- **Passage provided**:
start
The data was correctly loaded and correctly indexed in the dictionary.

## II. Investigate the data

### 1. Investigate column names and positions

As we were taking a peek at the data in loaded we could see some inconsistencies between column names. Let's investigate this a bit further.

In [5]:
cols_names_by_df = helper.display_columns_by_df(df_dict)
cols_names_by_df

Unnamed: 0,0,1,2,3,4,5
2005,Date Opened,Recall Number,Recall Class,Product,Reason for Recall,Pounds Recalled
2006,Date Opened,Recall Number,Recall Class,Product,Reason for Recall,Pounds Recalled
2007,Date Opened,Recall Number,Recall Class,Product,Reason for Recall,Pounds Recalled
2008,Date Opened,Recall Number,Recall Class,Product,Reason for Recall,Pounds Recalled
2009,Date Opened,Recall Number,Recall Class,Product,Reason for Recall,Pounds Recalled
2010,Recall Date,Recall Number,Recall Class,Product,Reason for Recall,Pounds Recalled
2011,Recall Date,Recall Number,Recall Class,Product,Reason for Recall,Pounds Recalled
2012,Recall Date,Recall Number,Recall Class,Product,Reason for Recall,Pounds Recalled
2013,Recall Date,Recall Number,Recall Class,Product,Reason for Recall,Pounds Recalled
2014,Recall Date,Recall Number,Recall Class,Product,Reason for Recall,Pounds Recalled


In [6]:
col_names_groups = helper.extract_col_names_groups(df_dict)
col_names_groups

{1: [2005, 2006, 2007, 2008, 2009],
 2: [2010, 2011, 2012, 2013, 2014],
 3: [2015],
 4: [2016, 2017, 2018]}

There appears to be 4 groups in the dataframes when it comes to column naming. The first group with uniform names and position across the columns are the dataframes for the year 2005 through 2009.
The second group covers years 2010 to 2014. 
The third group is the year 2015.
And the fourth group goes from 2015 to 2018.

Next, let's see how the naming of columns differ within those groups.

In [7]:
# Get randomly a year from each of the 4 groups of column naming
years = helper.get_samples_from_groups(col_names_groups)
years

[2008, 2010, 2015, 2016]

In [8]:
# Create a new dataframe with the column names in the dataframe of each of those years to compare the columns naming across all groups

cols_df = pd.DataFrame(data = [df_dict[years[0]].columns, df_dict[years[1]].columns, df_dict[years[2]].columns, df_dict[years[3]].columns], 
                      index = ['Group 1', 'Group 2', 'Group 3', 'Group 4'], 
                      columns = ['Col ' + str(i) for i in range(6)]
                     )

cols_df

Unnamed: 0,Col 0,Col 1,Col 2,Col 3,Col 4,Col 5
Group 1,Date Opened,Recall Number,Recall Class,Product,Reason for Recall,Pounds Recalled
Group 2,Recall Date,Recall Number,Recall Class,Product,Reason for Recall,Pounds Recalled
Group 3,Recall Number,Date Opened,Recall Class,Pounds Recalled,Product,Problem Type
Group 4,Recall Number,Open Date,Class,Pounds Recalled,Product,Problem Type


### Remarks (columns names)
end
- **Dataset excerpt**:
start
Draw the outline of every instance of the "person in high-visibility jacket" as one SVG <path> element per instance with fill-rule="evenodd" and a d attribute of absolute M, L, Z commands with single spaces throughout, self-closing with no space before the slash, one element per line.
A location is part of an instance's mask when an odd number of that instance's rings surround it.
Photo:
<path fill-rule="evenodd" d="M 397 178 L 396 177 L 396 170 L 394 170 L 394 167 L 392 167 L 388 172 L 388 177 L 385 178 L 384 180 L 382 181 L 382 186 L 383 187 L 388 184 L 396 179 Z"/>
end
- **Given request**:
Please answer these questions from the passage on recall data columns:
1. Which years make up the second group of column naming?
2. Which year was drawn at random to represent the first group?
3. What is the name of Col 0 for Group 4?

- **Task response**:
1. 2010 through 2014.
2. 2008.
3. Recall Number.